What the task asks => Quote, word for word, every line starting at the line that contains "--target black eye makeup" and ending with the last line of the records; include both of these lines and no others.
*** Supplied records ***
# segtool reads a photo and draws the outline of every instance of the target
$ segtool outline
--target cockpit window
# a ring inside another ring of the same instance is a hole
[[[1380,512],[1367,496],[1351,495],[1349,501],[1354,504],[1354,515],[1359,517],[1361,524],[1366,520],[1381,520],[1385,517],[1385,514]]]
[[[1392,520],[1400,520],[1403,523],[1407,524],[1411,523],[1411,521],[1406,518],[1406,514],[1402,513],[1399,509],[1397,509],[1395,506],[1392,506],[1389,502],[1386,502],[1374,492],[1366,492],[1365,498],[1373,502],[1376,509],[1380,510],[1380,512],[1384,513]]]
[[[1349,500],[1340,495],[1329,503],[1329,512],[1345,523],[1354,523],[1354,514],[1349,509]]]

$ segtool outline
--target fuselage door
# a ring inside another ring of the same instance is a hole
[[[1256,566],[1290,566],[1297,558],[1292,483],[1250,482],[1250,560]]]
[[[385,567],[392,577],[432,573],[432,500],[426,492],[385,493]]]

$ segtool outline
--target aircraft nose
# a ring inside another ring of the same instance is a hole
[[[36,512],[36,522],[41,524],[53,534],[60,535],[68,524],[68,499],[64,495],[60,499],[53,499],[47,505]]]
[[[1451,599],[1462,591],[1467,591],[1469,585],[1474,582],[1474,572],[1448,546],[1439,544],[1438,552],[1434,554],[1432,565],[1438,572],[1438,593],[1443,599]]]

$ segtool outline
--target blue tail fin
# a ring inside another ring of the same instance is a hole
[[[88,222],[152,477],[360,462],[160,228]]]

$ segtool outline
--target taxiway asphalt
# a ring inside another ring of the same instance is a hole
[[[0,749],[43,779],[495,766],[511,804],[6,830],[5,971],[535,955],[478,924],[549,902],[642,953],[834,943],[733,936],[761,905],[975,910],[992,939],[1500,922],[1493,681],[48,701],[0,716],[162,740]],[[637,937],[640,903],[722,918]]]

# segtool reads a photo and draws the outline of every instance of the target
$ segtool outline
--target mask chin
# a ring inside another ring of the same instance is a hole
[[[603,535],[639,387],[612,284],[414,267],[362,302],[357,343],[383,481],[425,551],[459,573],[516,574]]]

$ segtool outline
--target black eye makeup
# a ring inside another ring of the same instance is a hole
*** End of Supplied records ***
Exercise result =>
--target black eye makeup
# a ring inside another ring of the same instance is a hole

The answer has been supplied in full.